> **Work to complete**:
1) From the healthcare infrastructure text, list the providers it says are part of the "team."
2) Please return the portion of the healthcare infrastructure text starting with "The infrastructure would" and going on through "to contact them.", copied word for word.

> **Document segment**:

Regarding your proposed remedy - I think you're partly right, but believe that we need to provide some infrastructure to support the use of the basic standards you propose. I agree we don't need a full shared EHR. I think we need to consider a different approach - a simpler, broader (ubiquitous if possible) information service.

I argue that we should focus on providing a simple, ubiquitous system that supports the "virtual teams" of healthcare workers (including GPs and specialists) who share the responsibility for looking after those with chronic illnesses. Of course, pathology, radiology and pharmacy providers are part of the "team".

The infrastructure would link with existing systems where possible, but could be used stand-alone via a simple browser interface. The important components required to support this are standards and infrastructure for identity management for consumers and practitioners and a ubiquitous and inexpensive telecommunications network.

It would aim to provide (at a minimum) a "live cross reference" between patients and practitioners, so that a practitioner could look up a patient and see which other practitioners have been or are currently involved with that patient, and how to contact them.

> **Extracted data**:
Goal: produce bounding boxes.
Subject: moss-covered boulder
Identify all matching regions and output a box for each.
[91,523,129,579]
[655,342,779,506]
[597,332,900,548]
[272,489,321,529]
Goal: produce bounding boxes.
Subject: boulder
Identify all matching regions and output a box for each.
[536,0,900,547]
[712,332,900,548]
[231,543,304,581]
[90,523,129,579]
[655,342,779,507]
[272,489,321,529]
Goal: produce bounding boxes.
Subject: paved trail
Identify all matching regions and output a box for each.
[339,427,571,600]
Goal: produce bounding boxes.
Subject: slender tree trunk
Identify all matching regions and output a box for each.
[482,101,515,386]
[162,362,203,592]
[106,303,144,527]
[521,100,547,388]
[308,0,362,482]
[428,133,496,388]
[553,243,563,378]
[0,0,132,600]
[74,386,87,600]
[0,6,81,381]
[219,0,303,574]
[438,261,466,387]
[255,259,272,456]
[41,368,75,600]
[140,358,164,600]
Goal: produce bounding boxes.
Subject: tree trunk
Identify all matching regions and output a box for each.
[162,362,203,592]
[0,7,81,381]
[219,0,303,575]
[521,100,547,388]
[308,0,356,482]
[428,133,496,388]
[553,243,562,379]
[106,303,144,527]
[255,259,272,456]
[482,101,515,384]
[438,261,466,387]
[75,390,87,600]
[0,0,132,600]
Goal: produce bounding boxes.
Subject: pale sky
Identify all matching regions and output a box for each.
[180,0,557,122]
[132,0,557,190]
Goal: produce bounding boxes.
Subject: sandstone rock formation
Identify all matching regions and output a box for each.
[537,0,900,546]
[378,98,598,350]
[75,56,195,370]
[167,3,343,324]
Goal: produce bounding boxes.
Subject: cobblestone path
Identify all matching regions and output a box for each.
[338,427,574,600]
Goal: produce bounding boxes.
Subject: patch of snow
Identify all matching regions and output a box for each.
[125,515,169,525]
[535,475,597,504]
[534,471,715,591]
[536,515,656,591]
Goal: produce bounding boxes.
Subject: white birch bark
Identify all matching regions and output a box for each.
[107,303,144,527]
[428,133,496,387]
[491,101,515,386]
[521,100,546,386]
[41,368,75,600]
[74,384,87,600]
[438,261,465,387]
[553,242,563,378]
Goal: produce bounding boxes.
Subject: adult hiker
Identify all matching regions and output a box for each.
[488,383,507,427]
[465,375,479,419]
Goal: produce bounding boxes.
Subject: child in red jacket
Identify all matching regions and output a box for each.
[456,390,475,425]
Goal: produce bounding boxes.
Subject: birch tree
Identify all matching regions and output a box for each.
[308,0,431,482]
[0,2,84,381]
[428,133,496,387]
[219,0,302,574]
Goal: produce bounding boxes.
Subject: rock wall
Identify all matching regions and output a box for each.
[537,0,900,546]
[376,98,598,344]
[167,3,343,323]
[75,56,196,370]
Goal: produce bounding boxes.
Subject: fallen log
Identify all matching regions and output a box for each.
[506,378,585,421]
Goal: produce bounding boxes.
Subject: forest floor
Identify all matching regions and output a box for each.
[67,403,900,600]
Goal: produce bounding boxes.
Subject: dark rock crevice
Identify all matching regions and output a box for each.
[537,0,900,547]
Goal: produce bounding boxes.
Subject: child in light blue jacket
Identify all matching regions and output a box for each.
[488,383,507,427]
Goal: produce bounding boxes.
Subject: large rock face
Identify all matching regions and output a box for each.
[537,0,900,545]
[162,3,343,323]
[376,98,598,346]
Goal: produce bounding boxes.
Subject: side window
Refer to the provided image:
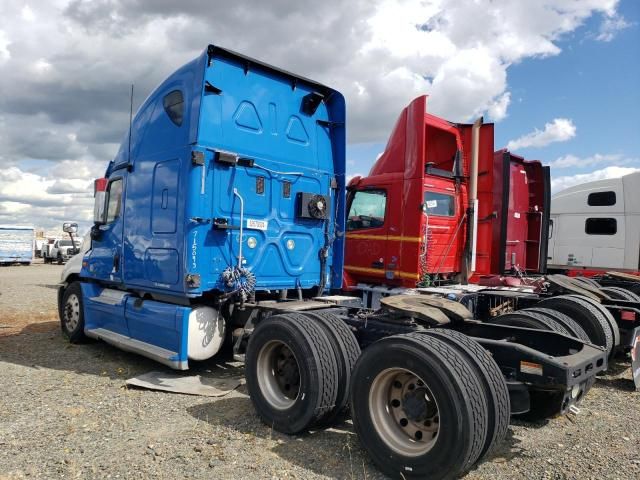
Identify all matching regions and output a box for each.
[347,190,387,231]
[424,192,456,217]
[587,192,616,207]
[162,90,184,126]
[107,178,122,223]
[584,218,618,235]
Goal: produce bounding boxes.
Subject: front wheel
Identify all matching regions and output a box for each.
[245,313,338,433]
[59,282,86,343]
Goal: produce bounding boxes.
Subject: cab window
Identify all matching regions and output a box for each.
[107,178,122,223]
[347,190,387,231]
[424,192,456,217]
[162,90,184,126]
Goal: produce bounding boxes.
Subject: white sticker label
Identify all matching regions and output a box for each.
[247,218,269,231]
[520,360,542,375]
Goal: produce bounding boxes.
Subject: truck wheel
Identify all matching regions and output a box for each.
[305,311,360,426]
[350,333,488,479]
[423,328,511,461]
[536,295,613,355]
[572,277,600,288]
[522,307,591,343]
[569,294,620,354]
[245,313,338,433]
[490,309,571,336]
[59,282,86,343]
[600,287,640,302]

---

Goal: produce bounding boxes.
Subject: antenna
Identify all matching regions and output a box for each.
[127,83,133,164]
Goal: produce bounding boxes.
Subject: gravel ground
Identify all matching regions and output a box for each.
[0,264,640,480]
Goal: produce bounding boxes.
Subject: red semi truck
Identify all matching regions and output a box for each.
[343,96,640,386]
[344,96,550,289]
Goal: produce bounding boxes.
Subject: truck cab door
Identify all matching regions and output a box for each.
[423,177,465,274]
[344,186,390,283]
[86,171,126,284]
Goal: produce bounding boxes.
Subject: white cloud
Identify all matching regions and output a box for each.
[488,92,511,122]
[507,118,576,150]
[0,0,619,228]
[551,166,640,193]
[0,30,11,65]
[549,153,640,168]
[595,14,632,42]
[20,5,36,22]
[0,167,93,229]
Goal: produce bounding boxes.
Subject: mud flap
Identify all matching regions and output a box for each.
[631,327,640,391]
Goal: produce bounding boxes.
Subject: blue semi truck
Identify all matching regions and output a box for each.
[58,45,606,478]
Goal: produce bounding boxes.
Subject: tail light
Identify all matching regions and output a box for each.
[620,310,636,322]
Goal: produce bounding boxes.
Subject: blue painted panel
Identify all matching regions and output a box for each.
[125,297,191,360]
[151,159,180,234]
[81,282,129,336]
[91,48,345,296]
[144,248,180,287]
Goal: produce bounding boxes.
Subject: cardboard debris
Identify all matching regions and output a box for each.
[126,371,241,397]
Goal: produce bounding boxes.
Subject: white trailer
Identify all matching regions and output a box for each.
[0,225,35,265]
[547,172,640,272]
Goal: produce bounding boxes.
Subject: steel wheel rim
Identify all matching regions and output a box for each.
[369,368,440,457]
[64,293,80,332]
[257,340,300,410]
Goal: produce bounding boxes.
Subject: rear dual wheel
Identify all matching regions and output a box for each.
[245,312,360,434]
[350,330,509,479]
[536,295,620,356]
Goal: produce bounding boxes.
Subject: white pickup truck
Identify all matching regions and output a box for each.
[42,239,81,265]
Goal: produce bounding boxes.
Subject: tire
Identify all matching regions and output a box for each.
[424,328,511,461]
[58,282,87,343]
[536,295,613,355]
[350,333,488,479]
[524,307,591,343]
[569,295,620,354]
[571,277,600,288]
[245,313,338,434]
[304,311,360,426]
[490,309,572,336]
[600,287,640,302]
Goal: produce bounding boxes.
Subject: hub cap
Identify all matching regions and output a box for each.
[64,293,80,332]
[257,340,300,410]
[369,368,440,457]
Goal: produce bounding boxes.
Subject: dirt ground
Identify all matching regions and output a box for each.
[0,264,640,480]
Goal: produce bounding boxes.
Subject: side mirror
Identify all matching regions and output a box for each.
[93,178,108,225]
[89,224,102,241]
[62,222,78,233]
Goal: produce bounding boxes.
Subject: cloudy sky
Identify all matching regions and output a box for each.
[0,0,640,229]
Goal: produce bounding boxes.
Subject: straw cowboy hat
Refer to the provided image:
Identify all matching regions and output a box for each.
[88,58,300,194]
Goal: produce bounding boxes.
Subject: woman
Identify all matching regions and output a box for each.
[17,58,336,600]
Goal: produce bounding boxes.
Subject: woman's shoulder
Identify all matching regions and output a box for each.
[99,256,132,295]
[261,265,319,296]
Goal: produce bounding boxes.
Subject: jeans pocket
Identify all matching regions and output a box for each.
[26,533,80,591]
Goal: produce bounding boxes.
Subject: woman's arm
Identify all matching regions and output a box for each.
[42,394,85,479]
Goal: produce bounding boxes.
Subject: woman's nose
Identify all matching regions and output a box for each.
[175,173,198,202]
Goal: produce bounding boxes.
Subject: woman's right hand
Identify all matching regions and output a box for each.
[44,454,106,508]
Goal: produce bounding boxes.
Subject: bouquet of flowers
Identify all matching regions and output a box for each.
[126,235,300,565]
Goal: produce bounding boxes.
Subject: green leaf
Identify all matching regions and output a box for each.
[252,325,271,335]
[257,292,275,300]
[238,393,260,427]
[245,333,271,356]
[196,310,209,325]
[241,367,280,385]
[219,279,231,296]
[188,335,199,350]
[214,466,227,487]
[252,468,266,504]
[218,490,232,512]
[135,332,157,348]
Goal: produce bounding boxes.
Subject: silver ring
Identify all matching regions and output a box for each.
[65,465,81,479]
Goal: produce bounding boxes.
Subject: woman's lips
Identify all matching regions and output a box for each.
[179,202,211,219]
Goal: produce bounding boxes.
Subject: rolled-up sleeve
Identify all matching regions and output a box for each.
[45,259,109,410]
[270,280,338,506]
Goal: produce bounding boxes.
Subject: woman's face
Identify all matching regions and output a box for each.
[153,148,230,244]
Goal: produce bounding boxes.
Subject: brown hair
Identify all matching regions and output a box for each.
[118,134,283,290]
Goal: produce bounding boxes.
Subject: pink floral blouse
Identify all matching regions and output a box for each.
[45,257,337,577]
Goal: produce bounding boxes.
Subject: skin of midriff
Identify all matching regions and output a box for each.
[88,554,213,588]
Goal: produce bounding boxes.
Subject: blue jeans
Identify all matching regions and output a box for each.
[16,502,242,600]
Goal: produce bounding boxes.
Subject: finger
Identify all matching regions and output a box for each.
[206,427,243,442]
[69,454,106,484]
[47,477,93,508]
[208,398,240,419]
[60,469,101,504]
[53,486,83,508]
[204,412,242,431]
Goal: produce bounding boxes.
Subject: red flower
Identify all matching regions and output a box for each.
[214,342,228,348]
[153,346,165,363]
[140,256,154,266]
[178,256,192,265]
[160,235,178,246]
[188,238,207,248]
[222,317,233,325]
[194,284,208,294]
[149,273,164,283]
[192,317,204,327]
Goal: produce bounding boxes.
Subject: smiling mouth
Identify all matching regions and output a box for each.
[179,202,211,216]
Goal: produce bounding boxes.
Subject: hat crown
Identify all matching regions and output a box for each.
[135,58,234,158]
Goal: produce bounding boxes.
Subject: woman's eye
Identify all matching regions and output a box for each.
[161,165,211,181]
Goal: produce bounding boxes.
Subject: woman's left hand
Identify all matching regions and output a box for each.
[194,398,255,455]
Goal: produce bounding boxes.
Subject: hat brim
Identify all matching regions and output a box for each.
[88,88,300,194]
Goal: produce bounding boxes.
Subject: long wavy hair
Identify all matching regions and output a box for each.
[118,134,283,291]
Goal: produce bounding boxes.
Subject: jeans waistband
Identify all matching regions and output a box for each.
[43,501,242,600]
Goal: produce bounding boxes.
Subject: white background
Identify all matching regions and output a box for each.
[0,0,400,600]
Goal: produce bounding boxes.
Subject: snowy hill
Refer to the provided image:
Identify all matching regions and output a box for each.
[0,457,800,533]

--

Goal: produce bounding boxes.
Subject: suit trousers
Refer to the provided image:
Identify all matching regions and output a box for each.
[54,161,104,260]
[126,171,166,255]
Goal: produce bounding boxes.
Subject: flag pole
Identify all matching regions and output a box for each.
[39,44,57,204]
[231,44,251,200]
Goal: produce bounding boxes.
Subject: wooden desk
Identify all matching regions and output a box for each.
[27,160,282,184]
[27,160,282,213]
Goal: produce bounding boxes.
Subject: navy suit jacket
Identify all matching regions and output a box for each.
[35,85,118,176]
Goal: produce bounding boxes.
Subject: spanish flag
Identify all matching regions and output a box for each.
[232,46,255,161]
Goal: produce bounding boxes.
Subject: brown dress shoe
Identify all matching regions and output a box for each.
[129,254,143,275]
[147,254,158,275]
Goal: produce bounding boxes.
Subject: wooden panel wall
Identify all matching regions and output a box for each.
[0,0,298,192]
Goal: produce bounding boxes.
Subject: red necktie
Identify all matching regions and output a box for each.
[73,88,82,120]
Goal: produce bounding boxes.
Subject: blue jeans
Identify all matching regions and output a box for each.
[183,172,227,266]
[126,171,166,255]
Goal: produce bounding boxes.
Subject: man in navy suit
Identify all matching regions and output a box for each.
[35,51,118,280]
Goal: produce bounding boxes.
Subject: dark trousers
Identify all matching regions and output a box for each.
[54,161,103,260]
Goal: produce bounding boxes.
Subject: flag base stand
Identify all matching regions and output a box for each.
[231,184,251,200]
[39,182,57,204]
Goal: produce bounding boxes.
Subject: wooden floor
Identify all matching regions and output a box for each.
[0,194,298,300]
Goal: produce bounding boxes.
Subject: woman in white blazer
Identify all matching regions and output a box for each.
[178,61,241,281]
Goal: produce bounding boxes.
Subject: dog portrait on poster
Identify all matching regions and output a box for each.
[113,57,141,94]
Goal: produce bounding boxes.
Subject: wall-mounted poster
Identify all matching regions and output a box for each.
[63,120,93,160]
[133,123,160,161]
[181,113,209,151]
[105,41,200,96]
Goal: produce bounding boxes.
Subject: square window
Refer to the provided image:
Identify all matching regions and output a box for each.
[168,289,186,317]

> **Written answers**:
1)
- Pathology providers
- Radiology providers
- Pharmacy providers

2)
The infrastructure would link with existing systems where possible, but could be used stand-alone via a simple browser interface. The important components required to support this are standards and infrastructure for identity management for consumers and practitioners and a ubiquitous and inexpensive telecommunications network.

It would aim to provide (at a minimum) a "live cross reference" between patients and practitioners, so that a practitioner could look up a patient and see which other practitioners have been or are currently involved with that patient, and how to contact them.